Directive: Repeat every line of the listing below exactly, minus the pictures.

Material shown:

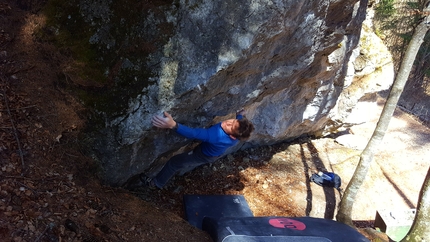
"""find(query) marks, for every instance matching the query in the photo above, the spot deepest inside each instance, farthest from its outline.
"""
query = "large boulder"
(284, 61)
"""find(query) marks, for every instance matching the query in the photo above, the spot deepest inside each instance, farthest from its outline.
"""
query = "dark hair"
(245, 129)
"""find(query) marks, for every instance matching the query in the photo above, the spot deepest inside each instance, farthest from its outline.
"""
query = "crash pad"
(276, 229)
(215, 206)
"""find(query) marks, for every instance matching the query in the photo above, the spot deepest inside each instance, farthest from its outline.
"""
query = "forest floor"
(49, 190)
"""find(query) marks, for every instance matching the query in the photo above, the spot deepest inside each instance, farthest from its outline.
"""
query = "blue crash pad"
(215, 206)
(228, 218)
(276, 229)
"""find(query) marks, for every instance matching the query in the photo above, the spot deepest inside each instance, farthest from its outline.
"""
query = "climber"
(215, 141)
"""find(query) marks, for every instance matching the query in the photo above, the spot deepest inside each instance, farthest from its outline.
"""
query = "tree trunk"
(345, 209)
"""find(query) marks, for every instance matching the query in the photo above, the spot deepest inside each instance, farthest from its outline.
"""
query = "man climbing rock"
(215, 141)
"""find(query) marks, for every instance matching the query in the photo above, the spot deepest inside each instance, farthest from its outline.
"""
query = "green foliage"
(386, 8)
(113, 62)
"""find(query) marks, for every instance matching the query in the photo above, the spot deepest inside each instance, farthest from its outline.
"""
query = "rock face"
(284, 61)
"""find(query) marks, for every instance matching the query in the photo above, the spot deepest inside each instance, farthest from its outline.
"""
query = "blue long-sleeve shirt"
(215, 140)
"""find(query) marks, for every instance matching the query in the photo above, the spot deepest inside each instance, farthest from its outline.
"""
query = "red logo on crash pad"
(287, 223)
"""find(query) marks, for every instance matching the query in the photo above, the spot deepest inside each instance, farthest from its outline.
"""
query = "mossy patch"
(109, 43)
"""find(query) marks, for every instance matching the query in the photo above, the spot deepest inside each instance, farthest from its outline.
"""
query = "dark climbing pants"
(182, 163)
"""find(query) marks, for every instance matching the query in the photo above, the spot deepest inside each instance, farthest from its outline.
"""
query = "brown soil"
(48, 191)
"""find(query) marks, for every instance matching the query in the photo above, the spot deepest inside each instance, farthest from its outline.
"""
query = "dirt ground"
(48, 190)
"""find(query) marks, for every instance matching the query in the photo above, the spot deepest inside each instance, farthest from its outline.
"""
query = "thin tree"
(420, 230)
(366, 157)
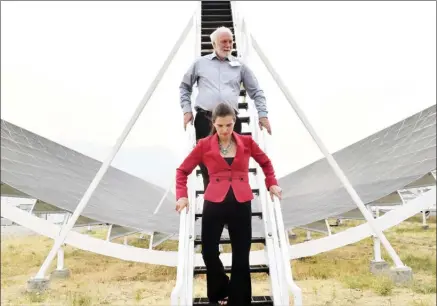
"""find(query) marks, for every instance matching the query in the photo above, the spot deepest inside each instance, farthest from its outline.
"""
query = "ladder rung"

Full output:
"""find(query) marks, for every instance matching the query in the photo above, the spot deepest inside each instance, farthest from its outline.
"""
query = "large boulder"
(284, 61)
"""find(query) marks, for every instance matching the query in the photo above, the spot deepest inside each instance, farthest from its outline.
"""
query = "dark hair"
(245, 129)
"""find(query) marks, for every instance matching the query in the photo above, the spot deepest inside each instance, farthest from its outline.
"""
query = "crash pad"
(276, 229)
(215, 206)
"""find(query) marks, for every instance matching the query in the photo above, the spot deepest inside each instance, farthest from its outline.
"""
query = "forest floor"
(49, 190)
"""find(query) marks, for every instance matching the query in the photo above, the spot deepest inside each instance, farthest from its outline.
"""
query = "blue crash pad"
(215, 206)
(228, 218)
(276, 229)
"""find(query) marks, for every instance matching the query in the photo above, the spot deepest inside each instance, farthest from its outline.
"""
query = "climber"
(215, 141)
"""find(query) marks, for every instance matching the query in the photo above, the spot deepest inside each instance, farthest from its outline.
"""
query = "tree trunk"
(345, 209)
"""find(query) marks, for every instance matching the query in the photo above, the spot deepest inside each instance, farthest from its outline.
"""
query = "man climbing rock"
(215, 141)
"""find(query) marks, for every instance matching the query in the photo above, the spot deepest inside each instance, farthest from its outline.
"""
query = "green foliage"
(386, 8)
(113, 62)
"""find(query) marks, for every instance matching the query in the photo above, the spot deepest inside each instance, farthest from its outline.
"""
query = "rock face"
(284, 61)
"""find(query) marks, for every instance matching the query in the photo above, the spot deepest inside each instance, farthest from its outline.
"""
query = "blue long-sleeve shirt"
(215, 140)
"""find(query) marks, for every instance matching the query in the photo above, the spot deepest inside each instance, farthest from its outline.
"""
query = "red logo on crash pad"
(287, 223)
"""find(query) marks, for every instance matching the query in the photo above, the spot deepest inside each instance, farthest from its outline.
"""
query = "mossy patch"
(109, 43)
"""find(query) marks, for every instance matching the query in the photo above, the spot deepest inside each instance, farthest from its outline.
"""
query = "dark climbing pants"
(182, 163)
"""find(query) marks, for every instance matching the query in the photo above, the spot deepest inside each instance, farthest from its outline.
"""
query = "brown soil"
(48, 191)
"""find(query) marks, for every instance matching the query in the photo above, the spot deepest inside each instance, farthest from its outline.
"""
query = "dirt ground"
(48, 190)
"""find(query) marks, for every instance matching the query in the photo above, the spot deepest inside each instance, farthest from its outline.
"""
query = "thin tree"
(420, 230)
(366, 157)
"""find(query) marks, for every instance matching the query in the photo above, the spot deepest inside each instance, farthest from its outline.
"""
query = "ladder rung"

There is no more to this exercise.